### About this exercise
Please retype the records below exactly, omitting any images.

### Dataset records
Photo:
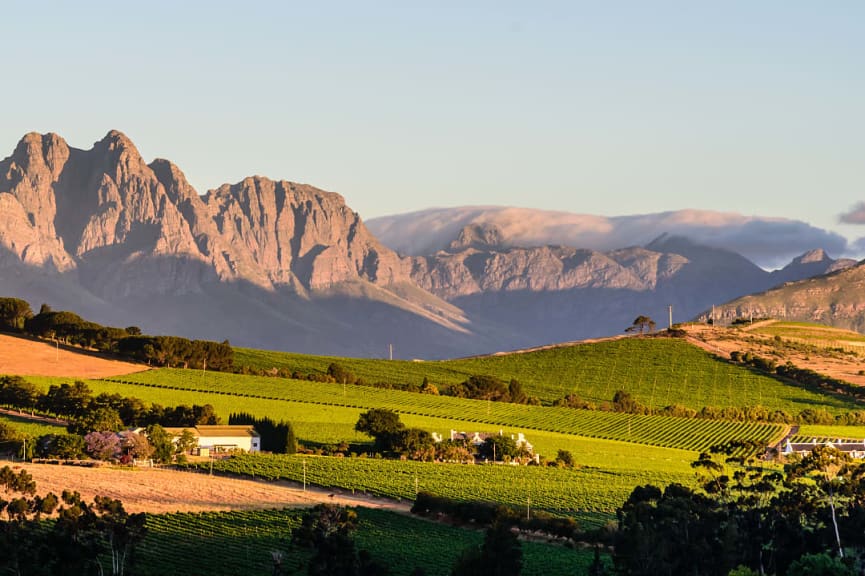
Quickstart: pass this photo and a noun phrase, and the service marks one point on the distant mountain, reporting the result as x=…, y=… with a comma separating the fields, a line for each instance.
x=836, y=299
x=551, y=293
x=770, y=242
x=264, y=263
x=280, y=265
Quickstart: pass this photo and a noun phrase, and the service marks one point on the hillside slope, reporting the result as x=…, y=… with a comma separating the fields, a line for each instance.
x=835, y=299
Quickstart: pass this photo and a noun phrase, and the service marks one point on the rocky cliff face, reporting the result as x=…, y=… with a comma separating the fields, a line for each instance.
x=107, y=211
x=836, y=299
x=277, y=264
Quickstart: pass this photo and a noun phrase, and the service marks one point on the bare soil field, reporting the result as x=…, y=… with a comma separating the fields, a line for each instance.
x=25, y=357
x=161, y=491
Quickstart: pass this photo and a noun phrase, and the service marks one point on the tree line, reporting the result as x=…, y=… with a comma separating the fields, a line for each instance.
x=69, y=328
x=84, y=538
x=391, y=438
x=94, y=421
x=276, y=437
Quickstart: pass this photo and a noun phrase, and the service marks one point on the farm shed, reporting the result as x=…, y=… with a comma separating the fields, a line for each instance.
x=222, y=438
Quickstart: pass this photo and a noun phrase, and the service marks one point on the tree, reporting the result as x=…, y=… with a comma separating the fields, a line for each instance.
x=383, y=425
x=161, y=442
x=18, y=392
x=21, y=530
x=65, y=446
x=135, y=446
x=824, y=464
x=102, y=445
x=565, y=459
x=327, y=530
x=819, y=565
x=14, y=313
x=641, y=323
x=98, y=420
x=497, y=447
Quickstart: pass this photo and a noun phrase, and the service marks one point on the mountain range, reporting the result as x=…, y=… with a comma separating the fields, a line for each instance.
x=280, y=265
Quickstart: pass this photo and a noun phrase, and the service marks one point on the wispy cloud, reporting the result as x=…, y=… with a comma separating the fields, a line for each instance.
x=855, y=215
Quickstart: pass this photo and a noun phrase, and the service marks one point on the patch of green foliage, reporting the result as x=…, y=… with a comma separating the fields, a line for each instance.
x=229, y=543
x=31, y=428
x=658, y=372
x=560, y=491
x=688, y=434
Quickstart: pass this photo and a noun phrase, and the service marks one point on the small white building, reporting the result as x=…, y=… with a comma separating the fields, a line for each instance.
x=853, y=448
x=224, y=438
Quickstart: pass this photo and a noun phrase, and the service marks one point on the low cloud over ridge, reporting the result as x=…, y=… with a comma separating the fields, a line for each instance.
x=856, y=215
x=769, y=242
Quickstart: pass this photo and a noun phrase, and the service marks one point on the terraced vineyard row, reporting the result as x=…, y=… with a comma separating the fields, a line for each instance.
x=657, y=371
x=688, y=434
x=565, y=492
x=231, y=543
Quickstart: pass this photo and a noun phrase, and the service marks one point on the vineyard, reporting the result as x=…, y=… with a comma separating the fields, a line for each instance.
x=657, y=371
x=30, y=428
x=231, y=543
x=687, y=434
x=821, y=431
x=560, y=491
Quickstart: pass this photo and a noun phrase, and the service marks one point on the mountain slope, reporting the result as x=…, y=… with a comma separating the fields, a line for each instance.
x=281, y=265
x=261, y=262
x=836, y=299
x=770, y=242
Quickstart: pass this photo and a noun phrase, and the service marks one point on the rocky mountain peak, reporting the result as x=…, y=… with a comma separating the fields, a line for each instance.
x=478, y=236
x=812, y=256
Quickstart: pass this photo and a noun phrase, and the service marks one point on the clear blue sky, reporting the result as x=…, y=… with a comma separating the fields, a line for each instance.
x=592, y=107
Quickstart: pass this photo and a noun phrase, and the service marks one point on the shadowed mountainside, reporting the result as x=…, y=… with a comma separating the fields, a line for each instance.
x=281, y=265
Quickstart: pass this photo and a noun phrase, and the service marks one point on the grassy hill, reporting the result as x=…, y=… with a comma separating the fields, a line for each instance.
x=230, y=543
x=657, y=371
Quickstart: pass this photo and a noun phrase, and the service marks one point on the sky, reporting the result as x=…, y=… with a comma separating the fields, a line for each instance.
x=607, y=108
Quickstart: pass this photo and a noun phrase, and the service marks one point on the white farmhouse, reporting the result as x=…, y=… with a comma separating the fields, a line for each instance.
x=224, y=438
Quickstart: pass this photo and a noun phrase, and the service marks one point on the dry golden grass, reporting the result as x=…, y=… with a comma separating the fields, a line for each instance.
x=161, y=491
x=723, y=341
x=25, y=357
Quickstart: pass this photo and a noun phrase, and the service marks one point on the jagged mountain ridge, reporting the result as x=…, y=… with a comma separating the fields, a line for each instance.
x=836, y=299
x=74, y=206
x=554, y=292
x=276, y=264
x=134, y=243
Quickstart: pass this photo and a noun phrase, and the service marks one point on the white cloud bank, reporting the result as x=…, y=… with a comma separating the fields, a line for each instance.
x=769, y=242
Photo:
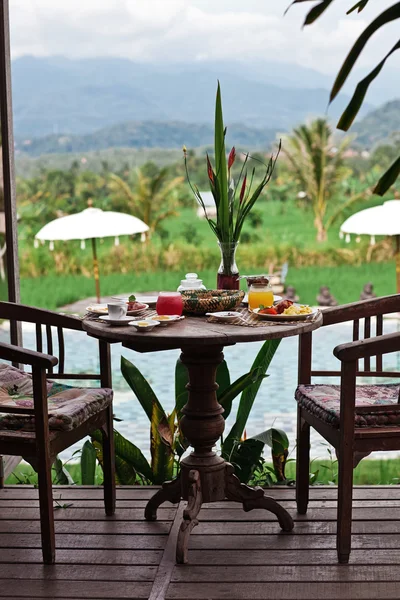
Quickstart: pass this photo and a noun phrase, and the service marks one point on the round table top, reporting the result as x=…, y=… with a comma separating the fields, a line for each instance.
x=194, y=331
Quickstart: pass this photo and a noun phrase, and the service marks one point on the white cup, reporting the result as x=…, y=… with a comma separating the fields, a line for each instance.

### Written response
Photo:
Quickstart: pass this photo and a noun phrase, and the service marks one point on the distant mountain, reporting the result as x=…, y=… with a comma separating the fields, a line for each instance.
x=836, y=299
x=551, y=293
x=770, y=242
x=264, y=263
x=280, y=265
Quickstart: pass this photo and a noun phrase, and the service marks one point on the hillside slope, reporting the result as x=…, y=… with a comma separating the fields, a line for each instance.
x=835, y=299
Quickstart: pass this photo and a noun phrase, and the service marks one point on the rocky cliff face, reporting the result as x=…, y=… with a comma separating the fields, a line for each instance.
x=107, y=211
x=836, y=299
x=277, y=264
Quickstart: pass this photo and a noun phrase, and the service marks one point on the bare soil field, reporting the result as x=…, y=… with a comma separating the fields, a line for each instance.
x=25, y=357
x=161, y=491
Quickstart: pass this photo and a noun phrase, and the service marks one point on the tree line, reporting the result as x=…, y=… with a comma separating the fields, a line for each instance.
x=69, y=328
x=84, y=538
x=391, y=438
x=94, y=421
x=276, y=437
Quickstart: pass this photo and a noun phrase, and the service marks one point on the farm shed, reporting the result as x=…, y=… with a comma separating the fields, a line for each instance.
x=222, y=438
Quickstart: pass this photo and a noun phrase, and the service marks one point on the tree, reporting the result as x=…, y=… with a comma separating the fields, a line for each instance.
x=383, y=425
x=161, y=442
x=18, y=392
x=21, y=530
x=65, y=446
x=135, y=446
x=824, y=464
x=102, y=445
x=565, y=459
x=327, y=530
x=819, y=565
x=14, y=313
x=641, y=323
x=98, y=420
x=497, y=447
Quickstart: pass this photo and a noun phrase, and the service marks one point on the mountain range, reporting the result as x=…, y=… with a comma separating the fields, a line for each instance.
x=280, y=265
Quickstart: pass this photo and a noun phrase, and the service marks one point on the wispy cloud, reporting the result as x=…, y=… with a comma separating the fields, a line for each instance.
x=855, y=215
Quickstart: pass this photo and a noun phrase, and the service marks one point on the patch of green foliage, reporting the result as x=…, y=… with a comma separating the fields, a line for each instance.
x=229, y=543
x=31, y=428
x=658, y=372
x=560, y=491
x=688, y=434
Quickstart: pass this photo and a noun phrase, and the service marks one point on the small white building, reporting the result as x=…, y=… with a comma separating the fields, a line for each instance.
x=853, y=448
x=224, y=438
Quickstart: pass this photo and a noun phrase, and the service marks one point on the low cloud over ridge, reporting the result as x=…, y=… with a comma separating the fields, a line for each instance.
x=856, y=215
x=769, y=242
Quickstart: pass this photo and a noun phrase, and the service marks one point on the terraced vineyard row, reporting the result as x=…, y=… with a comma separating the fields, a line for each instance.
x=657, y=371
x=688, y=434
x=565, y=492
x=231, y=543
Quickstart: pass this photo and a noun phrase, and the service marks one point on the vineyard, reporting the result as x=…, y=… with a comma separating the fields, a line for each instance.
x=657, y=371
x=30, y=428
x=231, y=543
x=687, y=434
x=821, y=431
x=560, y=491
Quickstart: pass this photo and a noun phrase, and the service marks one point on the mountain slope, reporting the result as x=…, y=… with a comma separating the fields, a line for each instance.
x=281, y=265
x=261, y=262
x=836, y=299
x=770, y=242
Quickstart: pass this photo and a noun phrase, and the service marks one point on the rocky mountain peak, reporting the result as x=…, y=… with a comma separating the fields, a line for each instance.
x=478, y=236
x=812, y=256
Quickstart: pass this photo and a noun phrase, and the service marks one point on the clear blue sky, reporting the result as x=…, y=… with a comma separating the fields, a line for each instance.
x=592, y=107
Quickstart: pass this photo and a noun phrase, and the service marks one point on the shadowed mountainside, reporting the result as x=…, y=… with a comma separating the fields, a line for each instance.
x=281, y=265
Quickstart: pass this photo and a noun phrase, and the service marks one point on the grassy hill, reporting the result as x=…, y=… with a comma separating the fields, a line for each instance.
x=230, y=543
x=657, y=371
Quickstart: pass this photo and a noun phrase, and the service marks one point on the sky, reporting the result as x=…, y=… with a comma separating the fields, a line for each instance.
x=607, y=108
Quickstart: pass this photo and a noun phrase, and the service marks one point on the white farmhouse, reporting the result as x=…, y=… with a comma separating the fields, a line for each instance.
x=224, y=438
Quickstart: pass this photo and a noun phrase, and the service marks one point on the dry golden grass, reporting the result as x=…, y=… with a comma separating the fields, a line for each instance.
x=161, y=491
x=723, y=341
x=25, y=357
Quickstart: pass this photo and a noun phrase, and the service marks one point on the jagged mountain ridge, reporting the result as x=…, y=… with a comma separating the fields, a line for each instance.
x=836, y=299
x=74, y=206
x=554, y=292
x=276, y=264
x=134, y=243
Quickstart: pass this photo and a noun phrase, and the service marks one point on the white cloud bank, reporting the result as x=…, y=… with a comma separating the fields, a line for each instance.
x=769, y=242
Photo:
Quickstart: pass this photo and a noun phrase, and the service marks one point on the round table top, reporting the result as x=…, y=… with a comma separating the fields, a line for each instance.
x=194, y=331
Quickstart: pass this photo and a noun phrase, and the service marks one point on the white cup, reporting the result as x=…, y=… with a comma separating the fields, a line for each instance.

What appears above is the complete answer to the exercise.